Pick out every line of the records that contains the word "shirt", and copy each one. Case counts.

- Source records -
▬▬▬▬▬▬

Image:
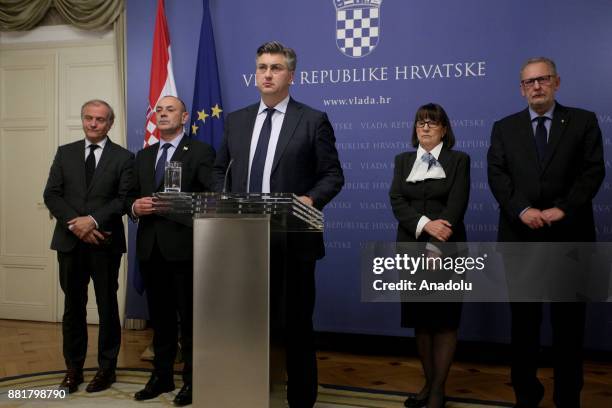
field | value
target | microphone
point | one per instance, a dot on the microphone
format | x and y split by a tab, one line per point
229	166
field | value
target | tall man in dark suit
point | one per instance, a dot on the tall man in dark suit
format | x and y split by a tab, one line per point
164	247
545	165
280	145
86	191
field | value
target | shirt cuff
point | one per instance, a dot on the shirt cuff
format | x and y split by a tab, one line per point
420	225
432	248
133	214
95	222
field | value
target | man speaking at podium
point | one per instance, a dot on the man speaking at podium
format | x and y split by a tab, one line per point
281	145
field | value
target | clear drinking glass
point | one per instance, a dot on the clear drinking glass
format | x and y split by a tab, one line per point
172	177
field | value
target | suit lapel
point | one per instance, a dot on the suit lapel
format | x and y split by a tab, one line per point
181	154
290	122
245	144
105	158
78	157
557	128
444	160
148	164
526	139
410	163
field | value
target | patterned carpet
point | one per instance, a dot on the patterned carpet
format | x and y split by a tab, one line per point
129	381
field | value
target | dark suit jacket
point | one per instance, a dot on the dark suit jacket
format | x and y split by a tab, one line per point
175	240
305	162
568	178
434	198
67	196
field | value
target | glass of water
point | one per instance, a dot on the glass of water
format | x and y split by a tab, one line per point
172	177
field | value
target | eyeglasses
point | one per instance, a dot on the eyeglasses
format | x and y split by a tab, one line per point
433	124
274	68
543	80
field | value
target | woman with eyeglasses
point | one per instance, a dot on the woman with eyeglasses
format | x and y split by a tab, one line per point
429	197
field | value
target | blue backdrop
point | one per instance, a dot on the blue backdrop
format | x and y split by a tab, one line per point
464	55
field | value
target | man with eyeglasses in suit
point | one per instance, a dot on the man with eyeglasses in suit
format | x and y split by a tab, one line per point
545	165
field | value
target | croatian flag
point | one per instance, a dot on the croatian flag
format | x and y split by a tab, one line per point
162	77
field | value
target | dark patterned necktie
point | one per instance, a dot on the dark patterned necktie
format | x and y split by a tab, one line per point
541	137
259	159
429	159
90	164
160	167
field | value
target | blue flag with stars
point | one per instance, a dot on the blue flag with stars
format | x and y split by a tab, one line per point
206	114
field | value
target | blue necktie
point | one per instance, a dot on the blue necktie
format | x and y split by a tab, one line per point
160	168
541	137
429	159
259	159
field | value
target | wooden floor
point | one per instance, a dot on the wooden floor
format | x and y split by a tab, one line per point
31	347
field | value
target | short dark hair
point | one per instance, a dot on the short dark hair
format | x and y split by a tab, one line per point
275	47
433	111
99	102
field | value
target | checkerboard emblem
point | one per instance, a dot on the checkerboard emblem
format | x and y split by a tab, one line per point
357	26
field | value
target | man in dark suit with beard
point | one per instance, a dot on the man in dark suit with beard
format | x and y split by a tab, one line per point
164	247
86	192
545	165
280	145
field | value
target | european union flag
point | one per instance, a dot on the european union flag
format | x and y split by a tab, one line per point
206	115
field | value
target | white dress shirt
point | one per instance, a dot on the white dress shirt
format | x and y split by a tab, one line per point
277	123
97	155
173	146
421	171
97	152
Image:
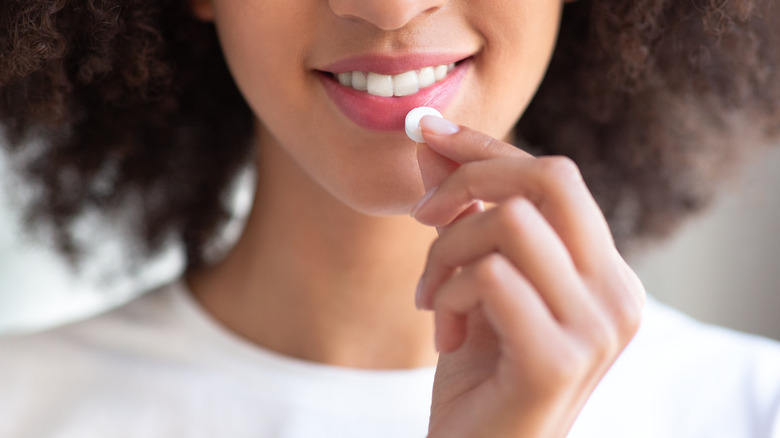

▬▬▬▬▬▬

- The result -
target | shirt cuff
point | one per instance, a dot on the shirt cuff
target | white dress shirt
point | one per instance, a dot on the white dress shirt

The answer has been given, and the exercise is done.